Position annotation records
↓↓↓
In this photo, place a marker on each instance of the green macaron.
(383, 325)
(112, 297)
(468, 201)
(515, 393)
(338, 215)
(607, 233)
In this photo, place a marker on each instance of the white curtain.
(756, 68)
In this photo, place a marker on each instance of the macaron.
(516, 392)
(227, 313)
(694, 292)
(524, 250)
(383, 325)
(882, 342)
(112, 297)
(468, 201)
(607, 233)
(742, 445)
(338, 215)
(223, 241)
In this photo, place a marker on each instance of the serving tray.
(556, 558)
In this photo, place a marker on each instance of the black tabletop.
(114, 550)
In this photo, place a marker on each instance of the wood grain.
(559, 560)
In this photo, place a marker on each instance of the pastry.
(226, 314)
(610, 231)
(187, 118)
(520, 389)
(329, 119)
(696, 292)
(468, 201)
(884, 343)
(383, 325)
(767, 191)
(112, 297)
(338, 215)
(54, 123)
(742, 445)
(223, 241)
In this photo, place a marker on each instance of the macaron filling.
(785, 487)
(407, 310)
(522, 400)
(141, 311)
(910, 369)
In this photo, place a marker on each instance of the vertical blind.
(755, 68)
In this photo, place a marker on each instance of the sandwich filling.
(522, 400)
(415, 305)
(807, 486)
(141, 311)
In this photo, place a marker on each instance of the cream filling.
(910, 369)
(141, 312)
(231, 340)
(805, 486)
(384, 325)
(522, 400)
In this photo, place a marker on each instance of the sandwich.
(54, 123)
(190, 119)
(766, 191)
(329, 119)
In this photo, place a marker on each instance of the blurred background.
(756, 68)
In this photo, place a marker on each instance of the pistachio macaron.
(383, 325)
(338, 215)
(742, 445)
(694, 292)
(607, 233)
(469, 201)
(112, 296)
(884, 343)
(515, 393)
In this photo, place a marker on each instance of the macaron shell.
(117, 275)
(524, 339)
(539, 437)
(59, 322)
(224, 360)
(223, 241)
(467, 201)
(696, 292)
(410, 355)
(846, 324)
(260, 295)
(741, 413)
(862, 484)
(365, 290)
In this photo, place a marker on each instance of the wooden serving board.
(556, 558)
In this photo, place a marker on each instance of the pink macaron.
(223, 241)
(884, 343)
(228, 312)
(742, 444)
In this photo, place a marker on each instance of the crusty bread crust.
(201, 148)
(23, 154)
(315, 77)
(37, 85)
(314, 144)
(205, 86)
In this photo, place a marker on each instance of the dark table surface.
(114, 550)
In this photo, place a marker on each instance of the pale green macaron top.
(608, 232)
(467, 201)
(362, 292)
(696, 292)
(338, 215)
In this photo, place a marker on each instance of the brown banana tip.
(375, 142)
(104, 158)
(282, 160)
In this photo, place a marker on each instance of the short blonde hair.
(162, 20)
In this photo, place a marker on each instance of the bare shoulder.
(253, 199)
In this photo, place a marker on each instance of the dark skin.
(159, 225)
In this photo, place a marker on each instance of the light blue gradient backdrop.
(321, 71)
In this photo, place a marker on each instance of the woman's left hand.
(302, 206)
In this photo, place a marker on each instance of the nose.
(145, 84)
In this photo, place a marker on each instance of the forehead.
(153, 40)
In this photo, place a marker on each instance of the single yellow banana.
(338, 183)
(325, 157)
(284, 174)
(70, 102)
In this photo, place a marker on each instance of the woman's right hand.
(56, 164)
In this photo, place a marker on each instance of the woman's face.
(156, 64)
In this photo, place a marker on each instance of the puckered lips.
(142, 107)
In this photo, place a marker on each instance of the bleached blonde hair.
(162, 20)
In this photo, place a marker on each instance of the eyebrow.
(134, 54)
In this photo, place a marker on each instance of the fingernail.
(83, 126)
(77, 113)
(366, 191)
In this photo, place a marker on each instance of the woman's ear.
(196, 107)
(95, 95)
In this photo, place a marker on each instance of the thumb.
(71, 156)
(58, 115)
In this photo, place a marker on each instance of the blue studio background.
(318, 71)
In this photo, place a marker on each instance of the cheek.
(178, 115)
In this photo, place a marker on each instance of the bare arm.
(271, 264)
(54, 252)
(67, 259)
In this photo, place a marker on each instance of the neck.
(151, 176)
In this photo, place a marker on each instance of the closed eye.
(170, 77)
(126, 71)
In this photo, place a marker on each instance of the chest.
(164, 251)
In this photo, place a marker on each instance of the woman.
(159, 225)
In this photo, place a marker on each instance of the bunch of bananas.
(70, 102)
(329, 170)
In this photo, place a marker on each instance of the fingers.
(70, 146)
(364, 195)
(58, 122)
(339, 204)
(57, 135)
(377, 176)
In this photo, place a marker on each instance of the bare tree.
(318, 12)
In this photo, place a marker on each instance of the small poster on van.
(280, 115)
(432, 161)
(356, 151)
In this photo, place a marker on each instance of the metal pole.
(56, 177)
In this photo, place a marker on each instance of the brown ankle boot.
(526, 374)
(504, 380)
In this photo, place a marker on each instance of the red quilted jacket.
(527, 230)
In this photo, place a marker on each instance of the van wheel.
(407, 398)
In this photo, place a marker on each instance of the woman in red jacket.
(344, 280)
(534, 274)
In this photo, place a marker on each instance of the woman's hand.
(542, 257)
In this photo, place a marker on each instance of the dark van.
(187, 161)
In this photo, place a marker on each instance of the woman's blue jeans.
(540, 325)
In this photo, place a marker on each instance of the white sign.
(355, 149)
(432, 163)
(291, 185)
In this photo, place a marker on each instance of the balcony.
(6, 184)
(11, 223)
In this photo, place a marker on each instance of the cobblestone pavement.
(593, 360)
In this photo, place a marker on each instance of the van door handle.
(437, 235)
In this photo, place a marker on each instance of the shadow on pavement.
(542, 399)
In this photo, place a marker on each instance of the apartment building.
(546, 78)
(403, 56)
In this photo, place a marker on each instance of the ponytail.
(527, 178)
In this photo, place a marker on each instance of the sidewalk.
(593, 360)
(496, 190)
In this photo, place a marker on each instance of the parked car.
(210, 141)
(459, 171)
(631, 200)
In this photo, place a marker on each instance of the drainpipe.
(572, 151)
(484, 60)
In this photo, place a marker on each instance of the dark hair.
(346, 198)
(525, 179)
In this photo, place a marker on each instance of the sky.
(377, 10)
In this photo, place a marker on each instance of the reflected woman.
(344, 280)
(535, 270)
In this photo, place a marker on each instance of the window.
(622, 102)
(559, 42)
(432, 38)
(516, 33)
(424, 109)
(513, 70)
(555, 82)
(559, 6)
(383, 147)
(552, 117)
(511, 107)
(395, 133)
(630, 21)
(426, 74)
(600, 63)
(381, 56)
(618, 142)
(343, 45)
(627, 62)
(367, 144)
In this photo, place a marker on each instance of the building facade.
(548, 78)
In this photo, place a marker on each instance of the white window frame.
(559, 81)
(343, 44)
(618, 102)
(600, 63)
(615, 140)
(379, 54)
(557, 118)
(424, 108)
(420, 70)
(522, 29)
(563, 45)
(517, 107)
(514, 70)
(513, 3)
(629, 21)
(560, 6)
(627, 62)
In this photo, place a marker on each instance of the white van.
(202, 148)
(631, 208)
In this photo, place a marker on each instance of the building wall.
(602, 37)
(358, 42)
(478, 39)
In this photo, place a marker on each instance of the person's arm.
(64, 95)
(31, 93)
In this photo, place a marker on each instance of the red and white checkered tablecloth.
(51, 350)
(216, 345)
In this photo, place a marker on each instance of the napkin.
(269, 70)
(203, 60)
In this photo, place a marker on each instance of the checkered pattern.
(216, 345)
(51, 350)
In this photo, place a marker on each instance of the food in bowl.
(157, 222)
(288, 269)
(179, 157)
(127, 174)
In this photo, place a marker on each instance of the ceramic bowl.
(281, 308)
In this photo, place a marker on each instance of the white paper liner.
↑↑↑
Could you write out all the records again, swapping "place a marker" for "put a dot" and keeping everything else the same?

- [OUTPUT]:
In this photo, put a dot on each instance of the green macaron.
(383, 325)
(112, 297)
(468, 201)
(515, 393)
(338, 215)
(607, 233)
In this photo, put a dot on each instance of the white curtain.
(756, 68)
In this photo, put a dot on each instance of the macaron.
(516, 392)
(227, 313)
(694, 292)
(524, 250)
(383, 325)
(882, 342)
(112, 297)
(468, 201)
(607, 233)
(742, 445)
(338, 215)
(223, 241)
In this photo, put a dot on each instance of the serving tray.
(556, 558)
In this photo, put a dot on each instance of the black tabletop.
(114, 550)
In this photo, put a dot on each instance of the wood grain.
(559, 560)
In this photo, put a dot on each instance of the pastry.
(226, 314)
(610, 231)
(187, 118)
(520, 389)
(329, 119)
(696, 292)
(468, 201)
(884, 343)
(383, 325)
(767, 191)
(112, 297)
(338, 215)
(54, 123)
(742, 445)
(223, 241)
In this photo, put a dot on each instance of the macaron filling.
(785, 487)
(407, 310)
(522, 400)
(141, 311)
(910, 369)
In this photo, put a dot on each instance of the vertical blind.
(755, 68)
In this photo, put a dot on each instance of the sandwich filling.
(522, 400)
(415, 305)
(807, 486)
(141, 311)
In this photo, put a dot on each instance of the cream filling.
(910, 369)
(141, 312)
(231, 340)
(805, 486)
(384, 325)
(522, 400)
In this photo, put a dot on each instance of the sandwich.
(54, 123)
(190, 119)
(766, 191)
(329, 119)
In this photo, put a dot on each instance of the blurred background.
(756, 68)
In this photo, put a dot on each instance of the pistachio macaron.
(383, 325)
(338, 215)
(742, 445)
(694, 292)
(607, 233)
(469, 201)
(112, 296)
(884, 343)
(515, 393)
In this photo, put a dot on each instance of the macaron shell.
(117, 275)
(524, 339)
(539, 437)
(59, 322)
(224, 360)
(223, 241)
(467, 201)
(696, 292)
(410, 355)
(846, 324)
(260, 295)
(741, 413)
(862, 484)
(365, 290)
In this photo, put a dot on each instance of the wooden serving board.
(556, 558)
In this photo, put a dot on each instance of the pink macaron.
(223, 241)
(884, 343)
(228, 312)
(742, 444)
In this photo, put a dot on each instance of the crusty bread crust.
(201, 148)
(23, 154)
(315, 77)
(37, 85)
(314, 144)
(205, 86)
In this photo, put a dot on each instance of the dark table surface.
(114, 550)
In this photo, put a dot on each instance of the pale green macaron top.
(608, 232)
(467, 201)
(362, 292)
(696, 292)
(338, 215)
In this photo, put a dot on each instance of the brown banana tip.
(375, 142)
(104, 158)
(282, 160)
In this photo, put a dot on each instance of the short blonde hair.
(162, 20)
In this photo, put a dot on each instance of the bare shoulder.
(253, 199)
In this photo, put a dot on each instance of the dark skin.
(159, 225)
In this photo, put a dot on each instance of the light blue gradient backdrop.
(321, 71)
In this photo, put a dot on each instance of the woman's left hand.
(302, 206)
In this photo, put a dot on each instance of the nose.
(145, 84)
In this photo, put a dot on each instance of the forehead.
(153, 40)
In this photo, put a dot on each instance of the single yellow banana.
(338, 183)
(325, 157)
(284, 174)
(70, 102)
In this photo, put a dot on each instance of the woman's right hand.
(56, 164)
In this photo, put a dot on each instance of the woman's face.
(156, 64)
In this photo, put a dot on each instance of the puckered lips.
(142, 107)
In this photo, put a dot on each instance of the bleached blonde hair.
(162, 20)
In this photo, put a dot on each instance of the eyebrow.
(134, 54)
In this photo, put a dot on each instance of the fingernail.
(83, 126)
(77, 113)
(366, 191)
In this photo, put a dot on each instance of the woman's ear.
(196, 107)
(95, 95)
In this photo, put a dot on each instance of the thumb.
(71, 156)
(58, 115)
In this photo, put a dot on each instance of the blue studio background.
(318, 71)
In this photo, put a dot on each instance of the cheek.
(178, 115)
In this photo, put a dot on each instance of the bare arm.
(271, 264)
(54, 252)
(67, 259)
In this photo, put a dot on each instance of the neck.
(151, 176)
In this photo, put a dot on each instance of the closed eye.
(170, 77)
(126, 71)
In this photo, put a dot on each instance of the chest.
(164, 251)
In this photo, put a dot on each instance of the woman.
(159, 225)
In this photo, put a dot on each instance of the bunch of bananas.
(70, 102)
(329, 170)
In this photo, put a dot on each instance of the fingers.
(70, 146)
(364, 195)
(58, 122)
(339, 204)
(57, 135)
(377, 176)
In this photo, put a dot on each instance of the bare tree.
(318, 12)
In this photo, put a dot on each instance of the small poster on van.
(280, 115)
(432, 161)
(356, 151)
In this photo, put a dot on each instance of the metal pole.
(56, 177)
In this photo, put a dot on each instance of the brown ankle boot.
(526, 374)
(504, 380)
In this photo, put a dot on each instance of the red quilted jacket.
(527, 230)
In this photo, put a dot on each instance of the van wheel.
(407, 398)
In this photo, put a dot on each instance of the woman in red jacket.
(344, 280)
(534, 274)
In this photo, put a dot on each instance of the woman's hand.
(542, 257)
In this photo, put a dot on each instance of the dark van.
(187, 161)
In this photo, put a dot on each instance of the woman's blue jeans.
(540, 325)
In this photo, put a dot on each instance of the white sign.
(355, 149)
(432, 163)
(291, 185)
In this photo, put a dot on each instance of the balcony.
(6, 184)
(11, 223)
In this photo, put a dot on each instance of the cobblestone pavement.
(593, 360)
In this photo, put a dot on each instance of the van door handle.
(437, 235)
In this photo, put a dot on each instance of the shadow on pavement.
(542, 399)
In this photo, put a dot on each instance of the apartment building.
(546, 78)
(403, 56)
In this photo, put a dot on each instance of the ponytail.
(527, 178)
In this photo, put a dot on each instance of the sidewalk.
(593, 360)
(496, 190)
In this photo, put a dot on each instance of the parked car.
(210, 141)
(459, 171)
(631, 200)
In this photo, put a dot on each instance of the drainpipe.
(572, 151)
(484, 60)
In this photo, put a dot on each instance of the dark hair.
(346, 198)
(525, 179)
In this photo, put a dot on each instance of the sky.
(377, 10)
In this photo, put a dot on each instance of the reflected woman.
(344, 280)
(535, 270)
In this photo, put a dot on each instance of the window.
(622, 102)
(559, 42)
(432, 38)
(516, 33)
(424, 109)
(513, 70)
(555, 82)
(559, 6)
(383, 147)
(552, 117)
(511, 107)
(395, 133)
(630, 21)
(426, 74)
(600, 63)
(381, 56)
(618, 142)
(343, 45)
(627, 62)
(367, 144)
In this photo, put a dot on each instance of the building facade.
(548, 78)
In this photo, put a dot on each instance of the white window frame.
(559, 81)
(343, 44)
(618, 102)
(600, 63)
(615, 140)
(379, 54)
(557, 118)
(424, 108)
(420, 70)
(522, 29)
(563, 45)
(517, 107)
(514, 70)
(513, 3)
(629, 21)
(560, 6)
(627, 62)
In this photo, put a dot on each instance of the white van.
(202, 148)
(631, 208)
In this photo, put a dot on each instance of the building wall.
(602, 37)
(358, 42)
(478, 39)
In this photo, put a dot on each instance of the person's arm.
(64, 95)
(31, 93)
In this photo, put a dot on each instance of the red and white checkered tablecloth.
(51, 350)
(216, 345)
In this photo, put a dot on each instance of the napkin.
(269, 70)
(203, 60)
In this photo, put a dot on each instance of the checkered pattern.
(216, 345)
(51, 350)
In this photo, put a dot on each instance of the food in bowl.
(157, 222)
(288, 269)
(179, 157)
(127, 174)
In this photo, put a dot on each instance of the ceramic bowl.
(281, 308)
In this photo, put a dot on each instance of the white paper liner.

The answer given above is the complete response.